(ЗАДАНИЯ)
• A. Повторите дословно фрагмент отрывка о переговорах полковника с Айрикяном от «Полковник хотел получить» до «арестованных членов НОП.» включительно.
• B. Что, согласно отрывку о переговорах полковника с Айрикяном, предлагалось в обмен на отказ от политической деятельности?

(ВЫБРАННЫЙ ОТРЫВОК)
* * * * *

Я внимательно наблюдал за игрой на всех этапах и думаю, что операции с армянами полковник придавал исключительно важное значение, она должна была стать вершиной его деятельности в «Дубров-лаге»: игра велась серьезная, это была не просто гебистская постановка (гебисты обожают спектакли), не провокация — нет, Полковник на самом деле добивался политического компромисса с заключенными, с членами НОП. Зачем это понадобилось его шефам? — спросят читатели. Могу предложить их вниманию только собственные домыслы, основанные на случайной фразе, которая выскочила у ереванских гебистов в беседе с отважным бойцом НОП Размиком Маркосяном — он цитировал ее мне:

— Вы даже представить не можете, как вы вредите нашей республике!

Какова же была диспозиция игры со стороны Айрикяна? Далее я смогу снабжать читателя не домыслами, пусть правдоподобными, а излагать факты, что называется, из первых рук: Паруйр делился со мной своими предположениями и планами.

Полковник хотел получить от него отказ от продолжения политической (и, конечно, подпольной) деятельности, но не требовал обязательной для «помиловки» формулы: отречения от своих убеждений. В обмен предлагалось освобождение из заключения всех арестованных членов НОП.

Приемлемо ли было это для Айрикяна? Опыт короткой передышки между первым и вторым арестом убедил его: заниматься подпольной и организаторской деятельностью, находясь под надзором ГБ, не слишком-то целесообразно. Такой человек, как он, может и в этом положении много сделать, но в конце неизбежен скорый провал людей и, что важнее, провал людей, которые связываются с бывшим заключенным и действуют по его указаниям. Отбыв срок, Айрикян начинал служить для гебистов своего рода «подсадной уткой» — к нему тянулись новые борцы, и здесь, На его квартире, их легче всего было выслеживать. Паруйр пришел к выводу — так он говорил мне, — что начинать сначала организационно-подпольную работу после десяти лет срока и через десять месяцев загреметь в Мордовию, утащив за собой молодых, -это вряд ли можно считать целесообразным методом борьбы. Следовательно, то, что предлагал "ему полковник — отход от активной

 

- 253 -

политической работы, — уже рассматривался самим Айрикяном как один из перспективных вариантов. Это в его глазах вовсе не означало измены или отхода от НОП: конкретную политическую организационную работу могли вести в будущем либо уцелевшие члены организации, либо вновь завербованные сторонники — в молодых патриотах нехватки не ощущалось. Себе же и другим ветеранам Паруйр мог отвести иную функцию: возможность духовного влияния на жизнь общества. Так как от него не требовали ни отказа от идеалов НОП, ни признания ошибочности его убеждений, у него оставалось достаточно возможностей, чтобы, не потеряв лица, выйти с успехом из начавшихся переговоров. Не стоит забывать: ему предлагали цену немалую — освобождение всех товарищей, да и самому Айрикяну оставалось сидеть тогда в общей сложности семь лет! Приступить к активной жизни на воле на семь лет раньше — это и для молодого человека цена большая.

* * * * *

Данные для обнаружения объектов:
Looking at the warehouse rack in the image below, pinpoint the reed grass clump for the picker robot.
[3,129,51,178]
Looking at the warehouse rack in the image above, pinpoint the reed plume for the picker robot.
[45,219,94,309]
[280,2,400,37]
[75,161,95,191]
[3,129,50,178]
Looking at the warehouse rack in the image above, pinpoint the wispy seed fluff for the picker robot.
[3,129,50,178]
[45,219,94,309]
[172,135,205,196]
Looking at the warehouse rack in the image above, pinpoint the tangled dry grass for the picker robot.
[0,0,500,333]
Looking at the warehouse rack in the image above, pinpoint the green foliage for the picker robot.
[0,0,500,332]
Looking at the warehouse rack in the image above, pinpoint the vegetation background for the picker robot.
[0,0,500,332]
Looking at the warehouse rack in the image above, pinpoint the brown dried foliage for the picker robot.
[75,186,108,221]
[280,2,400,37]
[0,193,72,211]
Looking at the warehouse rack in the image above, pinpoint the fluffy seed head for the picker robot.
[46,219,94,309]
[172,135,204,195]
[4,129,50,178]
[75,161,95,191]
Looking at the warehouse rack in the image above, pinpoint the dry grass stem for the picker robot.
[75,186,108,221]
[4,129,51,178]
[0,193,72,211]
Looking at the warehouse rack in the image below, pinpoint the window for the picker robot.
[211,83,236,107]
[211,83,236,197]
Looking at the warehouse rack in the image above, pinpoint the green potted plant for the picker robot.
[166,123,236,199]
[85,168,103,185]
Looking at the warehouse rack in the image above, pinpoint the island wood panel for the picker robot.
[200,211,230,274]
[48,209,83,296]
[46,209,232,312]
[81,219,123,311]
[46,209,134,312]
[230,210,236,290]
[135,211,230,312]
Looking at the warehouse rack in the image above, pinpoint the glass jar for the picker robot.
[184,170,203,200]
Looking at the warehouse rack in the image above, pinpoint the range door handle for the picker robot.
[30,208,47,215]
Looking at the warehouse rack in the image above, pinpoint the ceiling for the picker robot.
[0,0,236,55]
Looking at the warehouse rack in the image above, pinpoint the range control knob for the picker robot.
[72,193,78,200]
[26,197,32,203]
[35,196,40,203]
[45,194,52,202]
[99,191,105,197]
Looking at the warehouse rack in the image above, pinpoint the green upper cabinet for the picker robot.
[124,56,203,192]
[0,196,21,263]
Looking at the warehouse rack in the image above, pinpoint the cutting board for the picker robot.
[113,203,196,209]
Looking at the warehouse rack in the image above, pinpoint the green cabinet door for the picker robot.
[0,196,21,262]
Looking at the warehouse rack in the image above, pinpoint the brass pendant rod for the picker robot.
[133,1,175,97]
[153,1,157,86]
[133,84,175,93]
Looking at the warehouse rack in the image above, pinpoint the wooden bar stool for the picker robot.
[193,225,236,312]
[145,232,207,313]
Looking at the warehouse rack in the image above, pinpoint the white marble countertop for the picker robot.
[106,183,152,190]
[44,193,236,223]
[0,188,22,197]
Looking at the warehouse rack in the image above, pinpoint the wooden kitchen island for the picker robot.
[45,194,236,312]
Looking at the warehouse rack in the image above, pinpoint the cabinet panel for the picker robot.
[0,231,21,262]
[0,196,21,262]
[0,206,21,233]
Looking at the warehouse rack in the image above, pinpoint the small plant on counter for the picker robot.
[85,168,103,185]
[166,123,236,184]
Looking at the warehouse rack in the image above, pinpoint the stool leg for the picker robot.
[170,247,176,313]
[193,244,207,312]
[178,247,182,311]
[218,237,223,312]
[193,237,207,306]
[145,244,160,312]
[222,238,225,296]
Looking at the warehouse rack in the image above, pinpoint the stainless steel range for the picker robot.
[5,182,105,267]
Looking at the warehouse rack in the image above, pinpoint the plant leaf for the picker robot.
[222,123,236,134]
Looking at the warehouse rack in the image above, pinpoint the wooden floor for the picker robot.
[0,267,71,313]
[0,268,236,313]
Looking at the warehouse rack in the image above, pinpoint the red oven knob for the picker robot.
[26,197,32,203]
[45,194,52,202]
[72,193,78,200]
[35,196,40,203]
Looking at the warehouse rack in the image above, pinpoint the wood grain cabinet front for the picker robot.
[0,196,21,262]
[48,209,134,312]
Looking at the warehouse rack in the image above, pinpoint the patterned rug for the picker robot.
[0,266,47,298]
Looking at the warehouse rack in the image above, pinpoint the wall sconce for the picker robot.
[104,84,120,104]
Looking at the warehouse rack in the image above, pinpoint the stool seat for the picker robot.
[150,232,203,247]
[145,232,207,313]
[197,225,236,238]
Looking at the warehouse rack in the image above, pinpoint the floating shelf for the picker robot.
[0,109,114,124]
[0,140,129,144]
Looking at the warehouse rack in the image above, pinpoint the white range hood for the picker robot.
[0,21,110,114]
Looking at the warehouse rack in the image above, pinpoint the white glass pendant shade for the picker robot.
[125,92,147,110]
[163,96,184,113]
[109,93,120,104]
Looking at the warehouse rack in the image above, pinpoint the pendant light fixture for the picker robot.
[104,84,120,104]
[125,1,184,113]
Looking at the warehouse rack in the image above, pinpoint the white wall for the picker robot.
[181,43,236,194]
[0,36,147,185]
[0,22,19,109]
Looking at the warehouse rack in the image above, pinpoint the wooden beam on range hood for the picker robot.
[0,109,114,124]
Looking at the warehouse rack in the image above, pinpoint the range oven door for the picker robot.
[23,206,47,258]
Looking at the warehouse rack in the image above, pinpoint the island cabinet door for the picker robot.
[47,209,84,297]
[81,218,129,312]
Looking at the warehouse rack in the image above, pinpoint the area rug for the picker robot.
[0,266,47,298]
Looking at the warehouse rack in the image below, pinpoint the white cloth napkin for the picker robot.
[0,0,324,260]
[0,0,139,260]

* * * * *

(ОТВЕТЫ ПО ЗАДАНИЯМ)
• A.
Полковник хотел получить от него отказ от продолжения политической (и, конечно, подпольной) деятельности, но не требовал обязательной для «помиловки» формулы: отречения от своих убеждений. В обмен предлагалось освобождение из заключения всех арестованных членов НОП.

• B. Освобождение из заключения всех арестованных членов НОП.